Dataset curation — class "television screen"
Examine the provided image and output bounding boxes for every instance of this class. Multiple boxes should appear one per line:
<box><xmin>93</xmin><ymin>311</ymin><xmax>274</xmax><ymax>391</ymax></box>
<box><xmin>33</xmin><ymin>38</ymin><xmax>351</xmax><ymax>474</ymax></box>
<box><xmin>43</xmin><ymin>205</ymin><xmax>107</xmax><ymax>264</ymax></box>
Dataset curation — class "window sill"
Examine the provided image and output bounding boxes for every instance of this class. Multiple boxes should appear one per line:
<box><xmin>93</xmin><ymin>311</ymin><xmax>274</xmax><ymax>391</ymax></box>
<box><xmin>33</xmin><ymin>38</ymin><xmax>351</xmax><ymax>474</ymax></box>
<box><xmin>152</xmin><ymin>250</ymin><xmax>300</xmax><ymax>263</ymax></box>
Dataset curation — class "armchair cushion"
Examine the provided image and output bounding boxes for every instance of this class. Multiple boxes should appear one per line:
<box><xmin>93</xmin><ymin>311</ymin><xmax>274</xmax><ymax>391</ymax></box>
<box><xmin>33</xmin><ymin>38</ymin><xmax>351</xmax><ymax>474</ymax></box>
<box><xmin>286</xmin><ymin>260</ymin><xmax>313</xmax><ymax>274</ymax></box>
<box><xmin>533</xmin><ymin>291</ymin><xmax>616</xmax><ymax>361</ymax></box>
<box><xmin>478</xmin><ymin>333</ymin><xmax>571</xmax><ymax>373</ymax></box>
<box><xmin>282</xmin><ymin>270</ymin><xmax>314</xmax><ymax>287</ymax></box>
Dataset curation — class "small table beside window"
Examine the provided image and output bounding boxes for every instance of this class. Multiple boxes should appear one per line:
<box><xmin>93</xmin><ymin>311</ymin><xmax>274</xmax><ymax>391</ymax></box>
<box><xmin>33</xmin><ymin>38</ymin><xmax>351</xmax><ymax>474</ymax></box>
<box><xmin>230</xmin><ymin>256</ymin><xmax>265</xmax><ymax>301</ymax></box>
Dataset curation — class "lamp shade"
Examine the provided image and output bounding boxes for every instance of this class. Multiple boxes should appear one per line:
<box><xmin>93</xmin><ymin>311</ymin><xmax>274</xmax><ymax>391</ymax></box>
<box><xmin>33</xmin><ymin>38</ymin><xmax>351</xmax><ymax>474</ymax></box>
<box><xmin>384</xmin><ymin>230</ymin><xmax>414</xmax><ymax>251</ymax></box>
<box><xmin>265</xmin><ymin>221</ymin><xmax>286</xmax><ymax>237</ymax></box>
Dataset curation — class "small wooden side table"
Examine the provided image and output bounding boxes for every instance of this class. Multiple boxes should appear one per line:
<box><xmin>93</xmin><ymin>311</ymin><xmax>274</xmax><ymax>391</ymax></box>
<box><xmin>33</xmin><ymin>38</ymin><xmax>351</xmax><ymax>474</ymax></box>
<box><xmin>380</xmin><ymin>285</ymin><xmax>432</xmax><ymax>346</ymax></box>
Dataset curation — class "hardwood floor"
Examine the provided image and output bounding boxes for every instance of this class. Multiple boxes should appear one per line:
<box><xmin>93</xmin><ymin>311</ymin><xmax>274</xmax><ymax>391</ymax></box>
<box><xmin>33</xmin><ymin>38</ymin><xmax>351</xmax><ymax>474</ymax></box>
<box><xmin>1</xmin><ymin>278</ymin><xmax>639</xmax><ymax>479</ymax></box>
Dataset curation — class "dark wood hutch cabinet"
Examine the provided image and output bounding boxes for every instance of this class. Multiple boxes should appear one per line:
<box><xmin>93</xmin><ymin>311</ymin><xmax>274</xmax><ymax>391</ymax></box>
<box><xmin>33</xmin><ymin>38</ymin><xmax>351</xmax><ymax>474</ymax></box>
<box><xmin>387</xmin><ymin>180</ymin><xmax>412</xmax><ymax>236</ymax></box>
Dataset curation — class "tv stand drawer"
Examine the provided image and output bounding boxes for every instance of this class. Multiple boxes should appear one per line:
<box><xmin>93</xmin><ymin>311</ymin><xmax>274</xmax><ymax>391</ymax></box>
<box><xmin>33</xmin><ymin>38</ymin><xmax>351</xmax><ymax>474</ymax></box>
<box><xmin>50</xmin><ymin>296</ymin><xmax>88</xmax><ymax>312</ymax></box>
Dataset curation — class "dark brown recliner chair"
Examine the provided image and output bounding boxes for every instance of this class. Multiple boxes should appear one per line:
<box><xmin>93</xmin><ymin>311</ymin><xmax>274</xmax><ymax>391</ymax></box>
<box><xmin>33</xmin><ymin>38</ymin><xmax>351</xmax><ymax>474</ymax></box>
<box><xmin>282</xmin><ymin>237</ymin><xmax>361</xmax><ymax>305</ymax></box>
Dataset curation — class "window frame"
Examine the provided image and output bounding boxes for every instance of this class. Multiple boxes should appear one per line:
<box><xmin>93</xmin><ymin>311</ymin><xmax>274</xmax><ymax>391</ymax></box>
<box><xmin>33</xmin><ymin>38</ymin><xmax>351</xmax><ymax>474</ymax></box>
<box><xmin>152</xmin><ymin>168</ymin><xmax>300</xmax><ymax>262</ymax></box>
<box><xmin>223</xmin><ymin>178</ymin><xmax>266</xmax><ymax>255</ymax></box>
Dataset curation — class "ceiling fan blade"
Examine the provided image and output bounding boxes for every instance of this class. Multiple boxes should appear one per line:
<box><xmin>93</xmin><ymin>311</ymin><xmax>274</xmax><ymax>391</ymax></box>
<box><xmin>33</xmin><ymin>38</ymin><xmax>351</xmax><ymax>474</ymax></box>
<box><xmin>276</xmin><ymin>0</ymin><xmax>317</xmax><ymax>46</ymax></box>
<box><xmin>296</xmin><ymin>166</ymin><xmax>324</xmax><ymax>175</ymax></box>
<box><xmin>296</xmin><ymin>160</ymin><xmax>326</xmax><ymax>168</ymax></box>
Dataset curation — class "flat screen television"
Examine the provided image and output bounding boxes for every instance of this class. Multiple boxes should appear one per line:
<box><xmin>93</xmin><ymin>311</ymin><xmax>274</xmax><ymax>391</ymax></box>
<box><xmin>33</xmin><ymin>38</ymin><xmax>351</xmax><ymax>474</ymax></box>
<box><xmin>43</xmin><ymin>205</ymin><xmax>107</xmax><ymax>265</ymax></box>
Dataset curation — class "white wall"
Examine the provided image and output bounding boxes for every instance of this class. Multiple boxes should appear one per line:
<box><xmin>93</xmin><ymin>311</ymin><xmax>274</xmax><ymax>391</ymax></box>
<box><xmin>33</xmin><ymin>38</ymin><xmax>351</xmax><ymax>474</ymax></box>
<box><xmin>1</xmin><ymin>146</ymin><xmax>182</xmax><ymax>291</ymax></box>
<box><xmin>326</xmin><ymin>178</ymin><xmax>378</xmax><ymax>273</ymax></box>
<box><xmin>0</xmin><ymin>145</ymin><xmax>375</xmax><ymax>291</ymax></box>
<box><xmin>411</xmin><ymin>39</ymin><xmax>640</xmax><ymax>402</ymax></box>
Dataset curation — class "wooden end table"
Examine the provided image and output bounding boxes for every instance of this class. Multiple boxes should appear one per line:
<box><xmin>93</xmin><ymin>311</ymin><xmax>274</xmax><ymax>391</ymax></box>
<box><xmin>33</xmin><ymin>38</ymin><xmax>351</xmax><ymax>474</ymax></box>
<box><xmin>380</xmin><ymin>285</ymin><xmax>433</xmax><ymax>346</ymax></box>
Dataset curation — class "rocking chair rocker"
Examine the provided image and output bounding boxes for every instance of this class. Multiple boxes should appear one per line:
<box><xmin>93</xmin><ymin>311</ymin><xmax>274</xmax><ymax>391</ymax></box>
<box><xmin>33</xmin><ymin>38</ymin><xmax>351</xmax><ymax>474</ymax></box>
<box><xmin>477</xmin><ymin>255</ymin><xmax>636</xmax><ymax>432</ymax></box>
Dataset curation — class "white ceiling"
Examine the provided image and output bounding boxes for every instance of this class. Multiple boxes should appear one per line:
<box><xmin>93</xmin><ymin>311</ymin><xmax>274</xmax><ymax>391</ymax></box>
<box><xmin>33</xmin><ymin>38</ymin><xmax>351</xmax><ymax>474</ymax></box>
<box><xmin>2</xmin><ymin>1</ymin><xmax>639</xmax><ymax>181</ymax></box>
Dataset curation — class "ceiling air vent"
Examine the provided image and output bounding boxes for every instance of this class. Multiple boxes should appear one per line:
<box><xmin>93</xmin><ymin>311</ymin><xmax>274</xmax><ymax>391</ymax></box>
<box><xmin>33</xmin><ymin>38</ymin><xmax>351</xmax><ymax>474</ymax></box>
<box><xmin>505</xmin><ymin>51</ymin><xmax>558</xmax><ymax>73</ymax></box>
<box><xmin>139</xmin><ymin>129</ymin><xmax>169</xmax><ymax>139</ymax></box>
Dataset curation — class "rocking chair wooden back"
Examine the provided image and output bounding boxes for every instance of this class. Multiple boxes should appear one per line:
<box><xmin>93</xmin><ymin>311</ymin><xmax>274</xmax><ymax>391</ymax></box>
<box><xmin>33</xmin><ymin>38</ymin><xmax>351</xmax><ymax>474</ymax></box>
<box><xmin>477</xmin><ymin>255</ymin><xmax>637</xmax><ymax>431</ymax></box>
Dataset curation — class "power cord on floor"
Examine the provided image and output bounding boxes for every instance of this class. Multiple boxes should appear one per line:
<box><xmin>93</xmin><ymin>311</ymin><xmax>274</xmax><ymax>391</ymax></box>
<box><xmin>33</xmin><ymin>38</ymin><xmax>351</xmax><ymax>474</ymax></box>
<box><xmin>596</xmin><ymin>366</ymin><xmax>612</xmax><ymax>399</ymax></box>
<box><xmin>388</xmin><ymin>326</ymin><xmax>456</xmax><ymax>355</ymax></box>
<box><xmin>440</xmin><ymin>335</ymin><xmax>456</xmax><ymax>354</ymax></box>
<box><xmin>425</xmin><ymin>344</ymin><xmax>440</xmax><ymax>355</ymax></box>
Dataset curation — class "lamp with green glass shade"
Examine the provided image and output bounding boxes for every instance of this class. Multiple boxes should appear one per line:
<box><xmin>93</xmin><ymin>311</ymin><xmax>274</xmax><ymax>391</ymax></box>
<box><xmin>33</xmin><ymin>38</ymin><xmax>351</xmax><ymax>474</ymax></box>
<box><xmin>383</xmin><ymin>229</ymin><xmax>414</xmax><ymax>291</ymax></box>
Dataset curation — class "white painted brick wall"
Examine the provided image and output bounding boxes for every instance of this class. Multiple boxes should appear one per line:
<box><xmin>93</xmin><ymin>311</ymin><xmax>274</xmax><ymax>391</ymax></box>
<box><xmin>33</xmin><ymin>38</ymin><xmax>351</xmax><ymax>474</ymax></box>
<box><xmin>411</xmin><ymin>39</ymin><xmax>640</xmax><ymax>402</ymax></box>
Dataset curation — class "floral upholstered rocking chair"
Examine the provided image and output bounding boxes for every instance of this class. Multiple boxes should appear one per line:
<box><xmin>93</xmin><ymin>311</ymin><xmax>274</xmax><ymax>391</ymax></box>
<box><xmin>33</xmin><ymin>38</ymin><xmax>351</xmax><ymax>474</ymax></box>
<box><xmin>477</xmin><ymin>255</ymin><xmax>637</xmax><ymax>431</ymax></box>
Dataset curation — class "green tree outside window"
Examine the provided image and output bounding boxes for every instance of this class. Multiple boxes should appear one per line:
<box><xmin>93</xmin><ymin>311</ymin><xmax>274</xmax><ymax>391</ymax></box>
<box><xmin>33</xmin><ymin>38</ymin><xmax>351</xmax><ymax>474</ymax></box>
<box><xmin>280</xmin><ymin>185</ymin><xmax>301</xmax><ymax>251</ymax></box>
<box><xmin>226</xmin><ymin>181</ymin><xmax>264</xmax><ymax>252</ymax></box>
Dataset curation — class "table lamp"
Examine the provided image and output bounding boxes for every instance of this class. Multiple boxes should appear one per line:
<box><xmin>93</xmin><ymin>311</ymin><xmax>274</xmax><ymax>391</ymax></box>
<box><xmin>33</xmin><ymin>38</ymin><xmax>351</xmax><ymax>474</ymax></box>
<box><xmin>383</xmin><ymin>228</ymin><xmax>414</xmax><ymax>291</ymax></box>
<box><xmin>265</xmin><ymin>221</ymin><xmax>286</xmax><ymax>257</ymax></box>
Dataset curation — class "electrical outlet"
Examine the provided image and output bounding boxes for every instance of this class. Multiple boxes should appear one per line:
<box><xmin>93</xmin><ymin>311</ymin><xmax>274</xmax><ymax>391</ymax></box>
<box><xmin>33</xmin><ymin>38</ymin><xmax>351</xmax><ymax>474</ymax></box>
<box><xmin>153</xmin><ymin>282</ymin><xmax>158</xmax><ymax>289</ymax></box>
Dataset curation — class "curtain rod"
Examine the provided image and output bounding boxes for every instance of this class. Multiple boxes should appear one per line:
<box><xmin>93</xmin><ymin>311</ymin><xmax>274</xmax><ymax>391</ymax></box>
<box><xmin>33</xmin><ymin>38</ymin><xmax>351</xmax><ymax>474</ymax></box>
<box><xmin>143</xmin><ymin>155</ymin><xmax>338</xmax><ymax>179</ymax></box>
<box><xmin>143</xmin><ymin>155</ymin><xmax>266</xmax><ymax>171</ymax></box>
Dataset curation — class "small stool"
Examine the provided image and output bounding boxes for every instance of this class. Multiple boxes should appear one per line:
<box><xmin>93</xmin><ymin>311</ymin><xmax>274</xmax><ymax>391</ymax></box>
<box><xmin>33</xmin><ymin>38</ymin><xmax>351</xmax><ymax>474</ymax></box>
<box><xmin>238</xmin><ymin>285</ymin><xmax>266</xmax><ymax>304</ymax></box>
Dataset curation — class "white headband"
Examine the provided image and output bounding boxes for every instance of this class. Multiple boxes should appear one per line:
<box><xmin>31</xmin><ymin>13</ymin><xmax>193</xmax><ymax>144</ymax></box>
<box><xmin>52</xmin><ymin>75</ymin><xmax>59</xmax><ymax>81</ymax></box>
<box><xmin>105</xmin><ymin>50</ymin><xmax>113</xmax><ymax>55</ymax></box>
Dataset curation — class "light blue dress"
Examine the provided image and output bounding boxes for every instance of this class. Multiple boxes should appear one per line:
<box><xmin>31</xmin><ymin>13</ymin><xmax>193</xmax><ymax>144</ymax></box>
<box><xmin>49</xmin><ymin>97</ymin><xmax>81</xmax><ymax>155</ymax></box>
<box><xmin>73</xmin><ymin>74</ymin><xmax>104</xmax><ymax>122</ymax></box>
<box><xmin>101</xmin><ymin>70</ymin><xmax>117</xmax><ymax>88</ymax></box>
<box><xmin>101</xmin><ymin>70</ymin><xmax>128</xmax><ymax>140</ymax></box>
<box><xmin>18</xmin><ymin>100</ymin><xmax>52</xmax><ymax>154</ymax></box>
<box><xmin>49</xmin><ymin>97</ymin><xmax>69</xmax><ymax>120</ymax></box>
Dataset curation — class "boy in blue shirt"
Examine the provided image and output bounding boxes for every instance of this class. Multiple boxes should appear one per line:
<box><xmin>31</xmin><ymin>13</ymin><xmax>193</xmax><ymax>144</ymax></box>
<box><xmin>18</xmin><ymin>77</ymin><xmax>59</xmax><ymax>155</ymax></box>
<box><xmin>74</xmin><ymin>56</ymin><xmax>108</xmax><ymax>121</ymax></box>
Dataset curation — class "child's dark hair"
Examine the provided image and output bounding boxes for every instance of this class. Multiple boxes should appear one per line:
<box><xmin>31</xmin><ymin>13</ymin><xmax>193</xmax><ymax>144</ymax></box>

Task requirements — Every line in the data that holds the string "rocking" should be returned.

Worked solution —
Dataset curation — class "rocking chair rocker"
Dataset curation — class "rocking chair wooden back"
Dataset curation — class "floral upholstered rocking chair"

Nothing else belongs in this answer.